Your goal =
Print only the line with "Output form: <point>576,167</point>" and the lines after it, ending with the last line of the material, each exactly as it stands.

Records shown =
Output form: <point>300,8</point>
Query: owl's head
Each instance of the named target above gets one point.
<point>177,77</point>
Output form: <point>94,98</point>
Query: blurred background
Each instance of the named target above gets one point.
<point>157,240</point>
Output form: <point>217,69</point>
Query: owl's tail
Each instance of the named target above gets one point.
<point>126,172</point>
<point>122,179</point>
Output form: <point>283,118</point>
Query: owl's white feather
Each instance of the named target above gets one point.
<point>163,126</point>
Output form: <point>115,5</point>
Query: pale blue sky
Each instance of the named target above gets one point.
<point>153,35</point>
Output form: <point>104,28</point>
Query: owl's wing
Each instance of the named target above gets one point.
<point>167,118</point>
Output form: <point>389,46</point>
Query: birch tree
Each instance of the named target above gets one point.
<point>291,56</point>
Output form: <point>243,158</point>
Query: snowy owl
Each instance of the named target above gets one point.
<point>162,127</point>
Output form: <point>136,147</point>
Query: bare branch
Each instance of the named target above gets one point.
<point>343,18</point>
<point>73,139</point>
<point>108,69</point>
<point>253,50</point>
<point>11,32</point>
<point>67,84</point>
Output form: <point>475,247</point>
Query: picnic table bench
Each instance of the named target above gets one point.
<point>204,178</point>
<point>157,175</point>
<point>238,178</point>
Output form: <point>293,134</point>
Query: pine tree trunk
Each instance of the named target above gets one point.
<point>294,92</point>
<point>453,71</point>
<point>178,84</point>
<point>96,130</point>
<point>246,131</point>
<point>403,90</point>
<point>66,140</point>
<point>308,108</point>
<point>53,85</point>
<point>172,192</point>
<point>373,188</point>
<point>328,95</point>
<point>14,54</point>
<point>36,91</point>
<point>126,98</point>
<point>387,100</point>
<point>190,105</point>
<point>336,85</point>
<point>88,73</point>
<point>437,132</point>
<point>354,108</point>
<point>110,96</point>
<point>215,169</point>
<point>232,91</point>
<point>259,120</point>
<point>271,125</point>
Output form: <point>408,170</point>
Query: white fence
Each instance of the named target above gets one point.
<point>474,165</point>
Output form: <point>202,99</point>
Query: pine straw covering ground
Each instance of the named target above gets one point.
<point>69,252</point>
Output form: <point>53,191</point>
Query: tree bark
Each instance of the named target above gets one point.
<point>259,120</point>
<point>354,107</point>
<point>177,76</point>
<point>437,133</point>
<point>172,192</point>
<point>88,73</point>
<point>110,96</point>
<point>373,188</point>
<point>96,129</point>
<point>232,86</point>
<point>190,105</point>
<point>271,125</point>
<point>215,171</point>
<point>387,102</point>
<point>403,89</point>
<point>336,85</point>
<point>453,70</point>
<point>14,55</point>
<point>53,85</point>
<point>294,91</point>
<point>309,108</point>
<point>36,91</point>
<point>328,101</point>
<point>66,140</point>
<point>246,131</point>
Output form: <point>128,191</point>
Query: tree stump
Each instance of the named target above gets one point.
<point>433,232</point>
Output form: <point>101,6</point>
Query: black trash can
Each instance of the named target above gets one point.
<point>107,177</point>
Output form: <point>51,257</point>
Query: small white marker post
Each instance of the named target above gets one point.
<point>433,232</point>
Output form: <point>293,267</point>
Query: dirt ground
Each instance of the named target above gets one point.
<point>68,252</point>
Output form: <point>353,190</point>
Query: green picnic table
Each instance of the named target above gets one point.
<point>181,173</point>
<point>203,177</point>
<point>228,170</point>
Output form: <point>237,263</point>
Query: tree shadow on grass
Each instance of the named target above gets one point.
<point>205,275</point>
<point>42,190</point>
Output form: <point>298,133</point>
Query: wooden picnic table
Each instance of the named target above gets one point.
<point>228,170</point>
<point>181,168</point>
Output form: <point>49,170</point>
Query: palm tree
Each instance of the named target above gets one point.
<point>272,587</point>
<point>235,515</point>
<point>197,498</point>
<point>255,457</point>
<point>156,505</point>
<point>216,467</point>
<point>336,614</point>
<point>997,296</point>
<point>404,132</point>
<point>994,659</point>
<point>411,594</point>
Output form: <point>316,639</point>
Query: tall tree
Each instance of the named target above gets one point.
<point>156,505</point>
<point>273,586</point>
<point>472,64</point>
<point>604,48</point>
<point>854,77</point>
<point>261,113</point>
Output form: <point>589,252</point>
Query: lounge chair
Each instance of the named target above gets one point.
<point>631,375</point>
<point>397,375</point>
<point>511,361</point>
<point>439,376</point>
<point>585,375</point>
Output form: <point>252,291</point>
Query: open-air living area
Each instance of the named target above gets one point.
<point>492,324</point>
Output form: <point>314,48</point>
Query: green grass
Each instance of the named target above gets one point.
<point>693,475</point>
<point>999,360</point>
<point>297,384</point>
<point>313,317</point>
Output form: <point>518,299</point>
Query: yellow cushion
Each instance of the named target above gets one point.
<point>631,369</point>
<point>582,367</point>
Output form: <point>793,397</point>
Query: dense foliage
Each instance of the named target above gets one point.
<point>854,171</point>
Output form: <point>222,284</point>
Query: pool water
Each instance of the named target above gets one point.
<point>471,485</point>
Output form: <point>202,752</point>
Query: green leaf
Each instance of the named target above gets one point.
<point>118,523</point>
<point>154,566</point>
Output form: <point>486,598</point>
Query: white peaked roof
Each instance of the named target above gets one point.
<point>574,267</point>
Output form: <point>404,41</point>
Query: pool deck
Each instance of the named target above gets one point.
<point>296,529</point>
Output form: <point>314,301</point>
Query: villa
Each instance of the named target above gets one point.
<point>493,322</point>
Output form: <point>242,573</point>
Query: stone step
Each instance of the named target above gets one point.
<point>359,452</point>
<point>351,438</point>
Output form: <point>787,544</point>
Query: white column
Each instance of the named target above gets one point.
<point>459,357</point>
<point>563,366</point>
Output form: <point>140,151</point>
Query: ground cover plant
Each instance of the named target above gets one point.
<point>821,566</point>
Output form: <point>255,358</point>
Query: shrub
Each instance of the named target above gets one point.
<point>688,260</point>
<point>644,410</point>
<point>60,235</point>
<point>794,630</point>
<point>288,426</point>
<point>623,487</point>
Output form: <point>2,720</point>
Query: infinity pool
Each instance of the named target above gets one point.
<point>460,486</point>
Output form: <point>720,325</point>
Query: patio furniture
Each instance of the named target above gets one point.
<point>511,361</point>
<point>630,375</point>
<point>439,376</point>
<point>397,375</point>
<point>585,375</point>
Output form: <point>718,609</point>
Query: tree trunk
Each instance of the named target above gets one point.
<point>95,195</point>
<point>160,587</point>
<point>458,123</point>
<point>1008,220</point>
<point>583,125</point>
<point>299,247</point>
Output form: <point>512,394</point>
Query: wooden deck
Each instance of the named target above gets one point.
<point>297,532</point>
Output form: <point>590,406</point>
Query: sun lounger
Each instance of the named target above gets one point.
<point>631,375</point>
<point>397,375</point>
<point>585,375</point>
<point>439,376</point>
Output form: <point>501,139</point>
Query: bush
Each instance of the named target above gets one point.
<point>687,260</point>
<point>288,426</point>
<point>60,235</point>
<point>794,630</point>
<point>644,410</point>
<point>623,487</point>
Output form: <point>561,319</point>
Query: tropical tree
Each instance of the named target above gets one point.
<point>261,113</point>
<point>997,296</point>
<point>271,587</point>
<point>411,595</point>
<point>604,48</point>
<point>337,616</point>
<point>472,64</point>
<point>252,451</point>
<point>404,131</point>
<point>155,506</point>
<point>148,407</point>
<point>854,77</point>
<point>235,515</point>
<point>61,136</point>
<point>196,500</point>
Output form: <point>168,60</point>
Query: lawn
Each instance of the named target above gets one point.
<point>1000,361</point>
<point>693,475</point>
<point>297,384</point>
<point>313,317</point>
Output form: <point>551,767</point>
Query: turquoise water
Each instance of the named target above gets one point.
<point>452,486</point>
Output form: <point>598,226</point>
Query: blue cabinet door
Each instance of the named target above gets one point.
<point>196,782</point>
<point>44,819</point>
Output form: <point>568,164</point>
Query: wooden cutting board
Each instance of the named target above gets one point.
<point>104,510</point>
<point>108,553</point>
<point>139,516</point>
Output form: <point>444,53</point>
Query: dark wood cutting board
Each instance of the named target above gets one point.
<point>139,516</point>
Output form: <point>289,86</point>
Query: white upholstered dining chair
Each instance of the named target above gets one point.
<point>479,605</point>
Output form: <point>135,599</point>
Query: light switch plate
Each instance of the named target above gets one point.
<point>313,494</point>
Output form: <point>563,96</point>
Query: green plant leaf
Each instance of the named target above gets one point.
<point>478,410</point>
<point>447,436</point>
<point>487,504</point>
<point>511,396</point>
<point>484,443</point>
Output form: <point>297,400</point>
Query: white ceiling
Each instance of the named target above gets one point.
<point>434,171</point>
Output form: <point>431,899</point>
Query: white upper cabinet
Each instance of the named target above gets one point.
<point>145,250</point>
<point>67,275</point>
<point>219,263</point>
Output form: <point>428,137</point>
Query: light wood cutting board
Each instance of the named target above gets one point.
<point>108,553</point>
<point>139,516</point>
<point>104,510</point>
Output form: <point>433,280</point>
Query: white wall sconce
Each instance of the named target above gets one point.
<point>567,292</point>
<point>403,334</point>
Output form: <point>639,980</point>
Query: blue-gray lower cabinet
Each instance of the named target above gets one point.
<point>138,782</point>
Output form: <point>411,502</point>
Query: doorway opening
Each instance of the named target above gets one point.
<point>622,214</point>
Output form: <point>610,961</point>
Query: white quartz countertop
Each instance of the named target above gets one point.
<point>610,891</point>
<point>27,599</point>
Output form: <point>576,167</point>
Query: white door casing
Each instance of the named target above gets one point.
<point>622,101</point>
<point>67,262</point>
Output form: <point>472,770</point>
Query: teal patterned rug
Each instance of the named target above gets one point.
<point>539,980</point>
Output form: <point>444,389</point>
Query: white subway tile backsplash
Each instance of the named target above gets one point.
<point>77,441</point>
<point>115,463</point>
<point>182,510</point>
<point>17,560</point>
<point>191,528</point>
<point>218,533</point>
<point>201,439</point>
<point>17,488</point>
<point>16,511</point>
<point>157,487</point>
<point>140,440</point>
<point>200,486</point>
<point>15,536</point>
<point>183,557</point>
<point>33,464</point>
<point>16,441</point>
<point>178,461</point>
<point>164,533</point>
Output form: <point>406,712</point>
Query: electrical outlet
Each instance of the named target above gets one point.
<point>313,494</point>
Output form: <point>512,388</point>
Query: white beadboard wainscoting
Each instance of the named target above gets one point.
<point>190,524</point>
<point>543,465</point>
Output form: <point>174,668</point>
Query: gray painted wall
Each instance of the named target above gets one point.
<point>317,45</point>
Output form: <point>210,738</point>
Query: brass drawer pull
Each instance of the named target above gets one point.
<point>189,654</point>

Correct output =
Output form: <point>576,167</point>
Query: white door casing
Each instance of the named target above gets one point.
<point>622,101</point>
<point>67,262</point>
Output form: <point>472,770</point>
Query: teal patterned rug
Each instance of the named target above gets one point.
<point>539,980</point>
Output form: <point>444,389</point>
Query: white subway tile backsplash
Each instance of the named target above gets one point.
<point>77,441</point>
<point>115,463</point>
<point>182,510</point>
<point>17,560</point>
<point>191,528</point>
<point>218,533</point>
<point>201,439</point>
<point>17,488</point>
<point>16,511</point>
<point>157,487</point>
<point>140,440</point>
<point>200,486</point>
<point>15,536</point>
<point>183,557</point>
<point>33,464</point>
<point>16,441</point>
<point>178,461</point>
<point>164,533</point>
Output form: <point>406,712</point>
Query: electrical outlet
Each instance of the named target above gets one point.
<point>313,494</point>
Output form: <point>512,388</point>
Query: white beadboard wainscoting
Each instance of the named target above gets one point.
<point>190,524</point>
<point>543,465</point>
Output form: <point>174,668</point>
Query: gray painted wall
Each instance of the named target above gets one point.
<point>317,45</point>
Output form: <point>210,738</point>
Query: brass drawer pull
Each instance of the named target above gets one point.
<point>189,654</point>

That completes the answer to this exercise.